• _Text for analysis_
03 May 2018, The Tablet

News Briefing: Britain and Ireland



News Briefing: Britain and Ireland

The former Speaker of the House of Commons, Lord Martin of Springburn (pictured), has died aged 72 after a short illness. The first Catholic Speaker since the Reformation, Michael Martin was Speaker for nine years to 2009. He resigned in the wake of the MPs’ expenses scandal. A Glaswegian former sheet metal worker, he served as a Labour MP for three decades. Former Labour Prime Minister Gordon Brown said that Lord Martin would be “sorely missed”.

 

Campaigners have called on the Health Secretary, Jeremy Hunt, to allow women to take a medical abortion pill at home, instead of at a clinic, which would bring England into line with Scotland and Wales. In a letter to The Times, representatives from 20 groups, including the Royal College of Obstetricians and Gynaecologists, argued that the “simple measure” would “improve the wellbeing of women”. Two separate pills are taken for a medical abortion. Opponents of the current arrangements complain that women risk suffering pain in public on their way home after the second dosage.

SPUC Scotland, which is challenging the Scottish government’s decision on the issue, has said it is an “alarming development”, which has potentially “horrific” health risks for mothers and their babies.

Separately, legislation to allow the introduction of abortion on the Isle of Man was receiving its third reading this week, after the biggest ever response to a public consultation.

• _Requirement 1_
Transcribe the news briefing between "Campaigners have called" and "the second dosage.", inclusive.
• _Requirement 2_
Using the news briefing, decide whether each statement below agrees with it. Answer yes or no and quote the words that decide it.
(a) Lord Martin served as a Labour MP for three decades.
(b) The campaigners' letter appeared in The Guardian.
(c) A medical abortion involves a single pill.
• _Requirement 3_
Answer these questions from the news briefing:
(a) At what age did Lord Martin of Springburn die?
(b) How many groups had representatives who signed the letter to the Health Secretary?
(c) Which reading was the Isle of Man abortion legislation receiving this week?

(Dataset entries)
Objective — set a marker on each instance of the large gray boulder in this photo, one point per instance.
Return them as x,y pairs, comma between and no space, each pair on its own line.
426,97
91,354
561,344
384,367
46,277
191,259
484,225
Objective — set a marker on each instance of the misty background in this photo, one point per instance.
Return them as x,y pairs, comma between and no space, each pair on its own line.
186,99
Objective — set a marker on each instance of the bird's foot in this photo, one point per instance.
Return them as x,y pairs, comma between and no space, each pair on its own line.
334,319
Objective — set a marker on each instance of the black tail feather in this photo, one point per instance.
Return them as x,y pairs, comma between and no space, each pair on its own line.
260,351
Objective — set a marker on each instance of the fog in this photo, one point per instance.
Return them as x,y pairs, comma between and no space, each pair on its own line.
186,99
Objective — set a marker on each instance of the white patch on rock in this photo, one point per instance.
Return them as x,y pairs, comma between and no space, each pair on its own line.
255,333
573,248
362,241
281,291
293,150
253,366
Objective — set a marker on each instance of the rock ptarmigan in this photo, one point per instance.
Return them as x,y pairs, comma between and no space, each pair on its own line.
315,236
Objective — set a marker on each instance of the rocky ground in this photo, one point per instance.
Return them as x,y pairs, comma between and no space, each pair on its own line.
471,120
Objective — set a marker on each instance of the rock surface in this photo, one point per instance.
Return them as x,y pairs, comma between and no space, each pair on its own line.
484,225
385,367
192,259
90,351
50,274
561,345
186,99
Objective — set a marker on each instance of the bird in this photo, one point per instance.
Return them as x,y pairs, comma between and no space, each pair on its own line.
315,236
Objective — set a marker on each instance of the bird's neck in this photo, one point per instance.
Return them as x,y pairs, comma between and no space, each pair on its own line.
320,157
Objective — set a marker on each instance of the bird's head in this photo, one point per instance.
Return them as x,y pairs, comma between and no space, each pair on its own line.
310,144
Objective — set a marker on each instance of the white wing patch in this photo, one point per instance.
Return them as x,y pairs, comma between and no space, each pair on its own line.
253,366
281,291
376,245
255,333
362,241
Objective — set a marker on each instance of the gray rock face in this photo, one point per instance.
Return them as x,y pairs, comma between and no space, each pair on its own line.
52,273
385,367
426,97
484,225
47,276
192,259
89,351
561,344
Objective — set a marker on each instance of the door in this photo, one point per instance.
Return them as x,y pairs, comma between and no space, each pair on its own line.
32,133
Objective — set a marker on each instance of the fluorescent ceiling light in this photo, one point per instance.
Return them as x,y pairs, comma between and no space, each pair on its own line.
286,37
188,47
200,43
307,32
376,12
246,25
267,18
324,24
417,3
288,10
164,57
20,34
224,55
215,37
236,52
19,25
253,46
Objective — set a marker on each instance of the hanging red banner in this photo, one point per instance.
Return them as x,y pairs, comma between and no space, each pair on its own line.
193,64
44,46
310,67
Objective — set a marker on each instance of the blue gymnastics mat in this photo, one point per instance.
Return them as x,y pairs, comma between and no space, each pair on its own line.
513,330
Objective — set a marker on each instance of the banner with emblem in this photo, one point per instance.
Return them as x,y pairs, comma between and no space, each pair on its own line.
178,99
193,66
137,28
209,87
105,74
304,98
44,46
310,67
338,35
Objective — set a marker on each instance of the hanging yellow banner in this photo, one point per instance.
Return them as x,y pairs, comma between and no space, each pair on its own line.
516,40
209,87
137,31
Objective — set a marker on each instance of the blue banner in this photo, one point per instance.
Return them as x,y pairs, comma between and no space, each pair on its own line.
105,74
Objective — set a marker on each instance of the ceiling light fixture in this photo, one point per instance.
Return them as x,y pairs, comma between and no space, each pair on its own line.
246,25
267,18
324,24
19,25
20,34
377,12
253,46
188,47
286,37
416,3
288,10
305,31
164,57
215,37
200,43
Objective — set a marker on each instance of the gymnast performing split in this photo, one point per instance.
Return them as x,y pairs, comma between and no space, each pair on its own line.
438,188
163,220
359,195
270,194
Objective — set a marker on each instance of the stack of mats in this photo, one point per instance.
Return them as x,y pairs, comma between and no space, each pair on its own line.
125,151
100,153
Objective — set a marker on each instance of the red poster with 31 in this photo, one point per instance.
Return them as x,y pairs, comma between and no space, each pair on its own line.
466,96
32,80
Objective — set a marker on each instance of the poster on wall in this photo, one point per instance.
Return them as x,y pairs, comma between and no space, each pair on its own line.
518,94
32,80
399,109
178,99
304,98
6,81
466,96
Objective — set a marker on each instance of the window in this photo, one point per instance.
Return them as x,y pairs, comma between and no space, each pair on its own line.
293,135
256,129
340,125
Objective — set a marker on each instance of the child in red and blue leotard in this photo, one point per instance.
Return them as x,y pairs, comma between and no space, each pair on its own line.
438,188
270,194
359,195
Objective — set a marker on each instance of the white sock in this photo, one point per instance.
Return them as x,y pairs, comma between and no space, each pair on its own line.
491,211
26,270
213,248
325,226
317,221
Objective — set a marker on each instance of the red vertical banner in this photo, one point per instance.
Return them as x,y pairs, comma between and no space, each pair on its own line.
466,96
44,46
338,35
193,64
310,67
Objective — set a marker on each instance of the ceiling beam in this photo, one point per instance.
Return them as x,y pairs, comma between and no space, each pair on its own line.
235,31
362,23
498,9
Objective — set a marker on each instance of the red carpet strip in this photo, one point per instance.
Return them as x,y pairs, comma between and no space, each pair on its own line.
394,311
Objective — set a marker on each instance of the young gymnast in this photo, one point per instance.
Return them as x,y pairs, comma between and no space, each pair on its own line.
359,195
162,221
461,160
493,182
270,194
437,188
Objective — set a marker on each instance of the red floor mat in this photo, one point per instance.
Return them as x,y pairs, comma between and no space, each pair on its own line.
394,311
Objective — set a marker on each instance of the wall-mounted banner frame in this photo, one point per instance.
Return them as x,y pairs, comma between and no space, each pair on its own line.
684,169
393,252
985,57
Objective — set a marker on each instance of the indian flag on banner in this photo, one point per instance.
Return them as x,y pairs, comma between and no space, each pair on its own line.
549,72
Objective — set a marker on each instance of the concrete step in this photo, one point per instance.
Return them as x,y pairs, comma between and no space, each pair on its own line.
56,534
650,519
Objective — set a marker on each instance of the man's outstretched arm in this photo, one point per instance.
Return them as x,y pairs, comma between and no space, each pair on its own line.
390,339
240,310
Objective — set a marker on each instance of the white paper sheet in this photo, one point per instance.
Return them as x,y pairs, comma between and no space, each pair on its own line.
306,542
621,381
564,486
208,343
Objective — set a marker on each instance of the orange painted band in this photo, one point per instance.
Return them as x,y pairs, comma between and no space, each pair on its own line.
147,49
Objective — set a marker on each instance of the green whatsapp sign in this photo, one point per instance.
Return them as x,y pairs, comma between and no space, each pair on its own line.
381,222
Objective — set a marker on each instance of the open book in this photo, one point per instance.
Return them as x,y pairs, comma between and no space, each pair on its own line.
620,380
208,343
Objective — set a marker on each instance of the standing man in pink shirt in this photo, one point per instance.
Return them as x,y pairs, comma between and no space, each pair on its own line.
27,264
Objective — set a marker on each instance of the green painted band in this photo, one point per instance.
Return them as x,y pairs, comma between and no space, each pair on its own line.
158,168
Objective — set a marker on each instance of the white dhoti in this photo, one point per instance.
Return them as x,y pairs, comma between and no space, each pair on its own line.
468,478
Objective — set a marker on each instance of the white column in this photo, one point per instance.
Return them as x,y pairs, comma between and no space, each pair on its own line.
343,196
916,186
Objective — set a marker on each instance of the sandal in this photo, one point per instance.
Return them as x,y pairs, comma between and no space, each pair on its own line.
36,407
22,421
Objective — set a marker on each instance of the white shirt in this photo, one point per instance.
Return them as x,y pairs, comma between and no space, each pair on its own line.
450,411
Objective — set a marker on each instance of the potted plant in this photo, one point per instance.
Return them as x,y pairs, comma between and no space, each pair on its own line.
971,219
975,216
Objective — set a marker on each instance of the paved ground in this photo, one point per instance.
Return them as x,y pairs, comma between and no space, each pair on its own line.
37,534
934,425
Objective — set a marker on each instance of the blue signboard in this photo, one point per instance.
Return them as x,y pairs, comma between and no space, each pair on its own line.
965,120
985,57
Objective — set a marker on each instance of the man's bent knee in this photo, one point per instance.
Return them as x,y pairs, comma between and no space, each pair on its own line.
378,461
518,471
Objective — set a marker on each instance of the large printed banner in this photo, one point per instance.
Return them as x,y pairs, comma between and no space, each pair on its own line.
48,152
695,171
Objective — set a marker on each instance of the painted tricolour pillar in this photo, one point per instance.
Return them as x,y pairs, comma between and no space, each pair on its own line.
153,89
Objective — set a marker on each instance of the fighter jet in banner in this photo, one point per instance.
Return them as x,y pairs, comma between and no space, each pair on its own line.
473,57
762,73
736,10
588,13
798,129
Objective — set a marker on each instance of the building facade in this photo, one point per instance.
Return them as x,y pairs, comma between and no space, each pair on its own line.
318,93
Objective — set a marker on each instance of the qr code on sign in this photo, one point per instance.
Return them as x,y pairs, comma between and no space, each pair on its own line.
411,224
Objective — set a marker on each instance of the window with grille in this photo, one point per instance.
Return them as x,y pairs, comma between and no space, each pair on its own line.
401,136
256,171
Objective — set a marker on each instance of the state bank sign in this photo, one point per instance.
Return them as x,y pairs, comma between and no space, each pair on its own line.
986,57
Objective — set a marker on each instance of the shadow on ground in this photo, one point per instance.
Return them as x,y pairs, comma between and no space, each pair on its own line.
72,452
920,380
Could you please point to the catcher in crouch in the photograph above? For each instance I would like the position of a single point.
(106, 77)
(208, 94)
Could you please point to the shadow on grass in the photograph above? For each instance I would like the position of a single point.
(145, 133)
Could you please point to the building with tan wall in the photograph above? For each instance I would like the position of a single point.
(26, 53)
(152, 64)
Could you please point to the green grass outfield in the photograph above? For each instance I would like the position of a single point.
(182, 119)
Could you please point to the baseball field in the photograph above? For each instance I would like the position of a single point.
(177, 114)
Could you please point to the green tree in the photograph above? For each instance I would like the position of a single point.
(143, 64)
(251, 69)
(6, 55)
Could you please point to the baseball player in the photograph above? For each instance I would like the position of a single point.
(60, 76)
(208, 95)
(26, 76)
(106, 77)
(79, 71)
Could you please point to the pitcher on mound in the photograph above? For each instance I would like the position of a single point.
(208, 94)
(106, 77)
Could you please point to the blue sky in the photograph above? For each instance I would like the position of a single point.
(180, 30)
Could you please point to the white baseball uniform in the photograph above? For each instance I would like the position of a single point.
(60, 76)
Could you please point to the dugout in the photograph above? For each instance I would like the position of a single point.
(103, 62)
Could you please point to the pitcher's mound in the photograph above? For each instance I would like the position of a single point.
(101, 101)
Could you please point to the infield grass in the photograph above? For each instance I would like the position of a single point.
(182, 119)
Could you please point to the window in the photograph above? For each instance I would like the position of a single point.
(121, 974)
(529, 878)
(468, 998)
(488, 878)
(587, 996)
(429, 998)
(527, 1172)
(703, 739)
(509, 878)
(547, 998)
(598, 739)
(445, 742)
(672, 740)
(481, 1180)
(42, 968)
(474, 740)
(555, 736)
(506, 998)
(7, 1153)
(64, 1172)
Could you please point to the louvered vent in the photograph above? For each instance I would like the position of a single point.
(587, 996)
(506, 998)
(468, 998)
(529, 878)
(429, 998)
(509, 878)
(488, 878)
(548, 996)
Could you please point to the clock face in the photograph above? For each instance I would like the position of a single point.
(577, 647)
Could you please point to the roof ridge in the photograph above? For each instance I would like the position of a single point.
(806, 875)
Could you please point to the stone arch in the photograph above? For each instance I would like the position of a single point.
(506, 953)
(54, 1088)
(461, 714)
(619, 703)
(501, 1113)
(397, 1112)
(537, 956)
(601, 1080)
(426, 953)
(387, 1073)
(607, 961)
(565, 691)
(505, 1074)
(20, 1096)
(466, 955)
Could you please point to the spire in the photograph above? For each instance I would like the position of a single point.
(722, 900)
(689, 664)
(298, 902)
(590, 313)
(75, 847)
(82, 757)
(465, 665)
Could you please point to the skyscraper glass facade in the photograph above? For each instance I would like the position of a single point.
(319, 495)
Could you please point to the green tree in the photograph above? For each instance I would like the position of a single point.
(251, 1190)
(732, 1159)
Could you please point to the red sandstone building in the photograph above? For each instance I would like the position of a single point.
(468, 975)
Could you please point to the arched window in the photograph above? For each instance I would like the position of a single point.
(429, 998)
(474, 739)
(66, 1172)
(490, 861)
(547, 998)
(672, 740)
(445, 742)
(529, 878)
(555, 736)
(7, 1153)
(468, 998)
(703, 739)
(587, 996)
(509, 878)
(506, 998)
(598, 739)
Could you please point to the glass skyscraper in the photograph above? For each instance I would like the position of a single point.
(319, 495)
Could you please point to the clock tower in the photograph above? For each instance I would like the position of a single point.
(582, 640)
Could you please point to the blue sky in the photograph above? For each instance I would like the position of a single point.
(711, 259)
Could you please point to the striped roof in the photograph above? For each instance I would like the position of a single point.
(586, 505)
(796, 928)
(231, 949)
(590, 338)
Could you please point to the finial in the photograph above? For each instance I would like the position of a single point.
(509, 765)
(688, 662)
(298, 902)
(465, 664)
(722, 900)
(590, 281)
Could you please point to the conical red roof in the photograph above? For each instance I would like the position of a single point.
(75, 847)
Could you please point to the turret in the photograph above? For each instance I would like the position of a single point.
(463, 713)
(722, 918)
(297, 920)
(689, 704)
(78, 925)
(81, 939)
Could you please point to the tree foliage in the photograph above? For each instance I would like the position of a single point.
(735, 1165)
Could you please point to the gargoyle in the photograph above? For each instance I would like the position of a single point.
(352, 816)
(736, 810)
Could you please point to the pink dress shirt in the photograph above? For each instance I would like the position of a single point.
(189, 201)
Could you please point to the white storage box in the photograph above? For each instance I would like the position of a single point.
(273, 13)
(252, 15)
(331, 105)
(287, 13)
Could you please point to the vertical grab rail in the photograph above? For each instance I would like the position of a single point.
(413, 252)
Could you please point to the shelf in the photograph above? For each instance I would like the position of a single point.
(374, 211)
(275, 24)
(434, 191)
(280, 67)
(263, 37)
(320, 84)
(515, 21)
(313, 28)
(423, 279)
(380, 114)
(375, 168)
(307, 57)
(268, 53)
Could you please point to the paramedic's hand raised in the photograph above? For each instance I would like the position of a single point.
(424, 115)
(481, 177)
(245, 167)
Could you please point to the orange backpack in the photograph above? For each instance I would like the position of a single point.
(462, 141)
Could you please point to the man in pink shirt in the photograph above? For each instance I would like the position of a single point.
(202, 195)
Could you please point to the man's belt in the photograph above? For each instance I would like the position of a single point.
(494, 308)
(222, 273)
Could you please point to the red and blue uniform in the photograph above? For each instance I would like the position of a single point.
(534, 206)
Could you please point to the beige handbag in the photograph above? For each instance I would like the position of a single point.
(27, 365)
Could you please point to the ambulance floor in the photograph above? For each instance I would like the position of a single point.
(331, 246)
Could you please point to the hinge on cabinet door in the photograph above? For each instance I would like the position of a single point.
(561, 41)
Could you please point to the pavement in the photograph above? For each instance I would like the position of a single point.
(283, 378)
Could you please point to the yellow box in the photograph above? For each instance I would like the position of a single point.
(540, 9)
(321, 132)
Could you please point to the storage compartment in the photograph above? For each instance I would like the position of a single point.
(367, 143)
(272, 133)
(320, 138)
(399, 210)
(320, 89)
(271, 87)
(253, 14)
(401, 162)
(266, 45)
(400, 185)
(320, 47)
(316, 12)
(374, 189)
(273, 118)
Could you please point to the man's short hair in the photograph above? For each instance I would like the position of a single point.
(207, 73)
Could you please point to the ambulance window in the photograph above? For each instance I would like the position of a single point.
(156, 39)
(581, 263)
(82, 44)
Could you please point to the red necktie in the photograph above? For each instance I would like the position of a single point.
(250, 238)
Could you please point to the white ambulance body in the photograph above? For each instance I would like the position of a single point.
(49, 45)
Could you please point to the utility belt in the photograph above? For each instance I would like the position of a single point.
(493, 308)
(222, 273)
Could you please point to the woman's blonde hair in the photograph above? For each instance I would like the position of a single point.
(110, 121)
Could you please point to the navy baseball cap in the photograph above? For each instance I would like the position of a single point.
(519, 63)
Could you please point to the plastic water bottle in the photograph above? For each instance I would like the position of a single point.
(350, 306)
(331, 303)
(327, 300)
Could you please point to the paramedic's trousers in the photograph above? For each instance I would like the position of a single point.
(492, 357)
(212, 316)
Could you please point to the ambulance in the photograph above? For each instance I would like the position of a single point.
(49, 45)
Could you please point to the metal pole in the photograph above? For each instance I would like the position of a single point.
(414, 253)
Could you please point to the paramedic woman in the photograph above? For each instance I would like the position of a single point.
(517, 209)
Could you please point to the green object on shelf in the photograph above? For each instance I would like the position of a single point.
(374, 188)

• _Worked solution 1_
Campaigners have called on the Health Secretary, Jeremy Hunt, to allow women to take a medical abortion pill at home, instead of at a clinic, which would bring England into line with Scotland and Wales. In a letter to The Times, representatives from 20 groups, including the Royal College of Obstetricians and Gynaecologists, argued that the “simple measure” would “improve the wellbeing of women”. Two separate pills are taken for a medical abortion. Opponents of the current arrangements complain that women risk suffering pain in public on their way home after the second dosage.

• _Worked solution 2_
(a) Yes: "he served as a Labour MP for three decades"
(b) No: "In a letter to The Times"
(c) No: "Two separate pills are taken for a medical abortion."

• _Worked solution 3_
(a) 72
(b) 20
(c) Its third reading